Activity: Because the lines must stay identical, write out the data without changing anything.

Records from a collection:
☆ ☆ ☆ ☆ ☆

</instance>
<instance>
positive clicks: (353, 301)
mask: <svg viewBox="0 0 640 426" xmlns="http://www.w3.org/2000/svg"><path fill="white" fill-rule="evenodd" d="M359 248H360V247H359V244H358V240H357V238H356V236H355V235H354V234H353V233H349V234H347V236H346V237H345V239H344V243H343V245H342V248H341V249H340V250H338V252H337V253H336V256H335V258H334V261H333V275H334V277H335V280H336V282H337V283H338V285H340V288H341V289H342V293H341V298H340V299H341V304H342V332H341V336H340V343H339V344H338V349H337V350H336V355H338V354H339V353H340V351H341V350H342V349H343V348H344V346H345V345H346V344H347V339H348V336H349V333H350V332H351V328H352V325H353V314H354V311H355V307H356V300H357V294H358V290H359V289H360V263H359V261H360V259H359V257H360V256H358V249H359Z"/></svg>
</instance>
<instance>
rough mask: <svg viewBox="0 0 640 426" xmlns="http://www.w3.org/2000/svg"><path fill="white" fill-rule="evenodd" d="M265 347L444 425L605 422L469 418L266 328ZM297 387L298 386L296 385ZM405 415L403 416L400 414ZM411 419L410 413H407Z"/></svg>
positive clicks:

☆ ☆ ☆ ☆ ☆

Solved exercise:
</instance>
<instance>
positive clicks: (353, 301)
mask: <svg viewBox="0 0 640 426" xmlns="http://www.w3.org/2000/svg"><path fill="white" fill-rule="evenodd" d="M359 248H360V247H359V244H358V240H357V238H356V236H355V235H354V234H353V233H349V234H347V236H346V237H345V239H344V243H343V245H342V248H341V249H340V250H338V252H337V253H336V256H335V258H334V261H333V275H334V277H335V280H336V282H337V283H338V285H340V288H341V289H342V293H341V298H340V299H341V304H342V332H341V336H340V343H339V344H338V349H337V350H336V355H338V354H339V353H340V351H341V350H342V349H343V348H344V346H345V345H346V344H347V339H348V336H349V333H350V332H351V328H352V325H353V314H354V311H355V307H356V300H357V294H358V290H359V289H360V263H359V261H360V259H359V257H360V256H358V249H359Z"/></svg>
</instance>
<instance>
rough mask: <svg viewBox="0 0 640 426" xmlns="http://www.w3.org/2000/svg"><path fill="white" fill-rule="evenodd" d="M265 347L444 425L605 422L469 418L266 328ZM297 387L298 386L296 385ZM405 415L403 416L400 414ZM411 419L410 413H407Z"/></svg>
positive clicks:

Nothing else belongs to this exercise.